### WHAT THE TASK REQUIRES
Only one stretch of the data below is needed. Output the lines from the one with "Each instance gets a single point. Label the white t-shirt" up to and including the one with "Each instance gets a single point. Label the white cloud", exactly as they stand.

[Data entries]
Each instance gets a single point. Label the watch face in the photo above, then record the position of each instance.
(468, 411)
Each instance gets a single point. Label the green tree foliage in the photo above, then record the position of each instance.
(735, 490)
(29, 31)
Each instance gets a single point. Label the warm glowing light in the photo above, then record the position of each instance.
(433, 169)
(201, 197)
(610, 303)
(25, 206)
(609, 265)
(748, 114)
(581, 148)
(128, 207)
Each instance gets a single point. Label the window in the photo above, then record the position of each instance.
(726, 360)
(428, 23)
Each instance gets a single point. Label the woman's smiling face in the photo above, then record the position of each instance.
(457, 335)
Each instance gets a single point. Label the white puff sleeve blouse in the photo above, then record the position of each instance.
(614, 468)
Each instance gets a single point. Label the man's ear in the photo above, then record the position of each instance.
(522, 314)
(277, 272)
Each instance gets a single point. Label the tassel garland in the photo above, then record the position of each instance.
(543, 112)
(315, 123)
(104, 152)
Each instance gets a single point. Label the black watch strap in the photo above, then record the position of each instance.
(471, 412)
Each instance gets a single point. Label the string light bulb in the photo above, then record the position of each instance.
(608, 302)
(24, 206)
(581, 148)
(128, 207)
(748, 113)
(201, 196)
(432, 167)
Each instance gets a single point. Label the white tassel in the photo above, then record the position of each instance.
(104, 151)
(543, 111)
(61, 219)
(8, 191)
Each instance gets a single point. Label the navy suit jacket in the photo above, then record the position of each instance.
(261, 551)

--

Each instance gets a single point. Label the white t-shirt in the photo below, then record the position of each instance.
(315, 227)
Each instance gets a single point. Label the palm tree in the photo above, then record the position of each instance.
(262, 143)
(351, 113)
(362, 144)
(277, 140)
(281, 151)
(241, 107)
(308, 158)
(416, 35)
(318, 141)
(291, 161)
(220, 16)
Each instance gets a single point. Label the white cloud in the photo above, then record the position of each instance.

### REPLY
Each instance gets a single point. Label the white t-shirt in the photo below, then record the position of each instance.
(315, 227)
Each instance gets a single point. Label the palm tree in the photo above, then record the position of each instance.
(262, 143)
(351, 113)
(362, 144)
(277, 140)
(281, 151)
(241, 107)
(308, 158)
(416, 35)
(318, 141)
(291, 161)
(220, 16)
Each instance gets a single point. Label the white cloud in the photo above, then record the position of each instance.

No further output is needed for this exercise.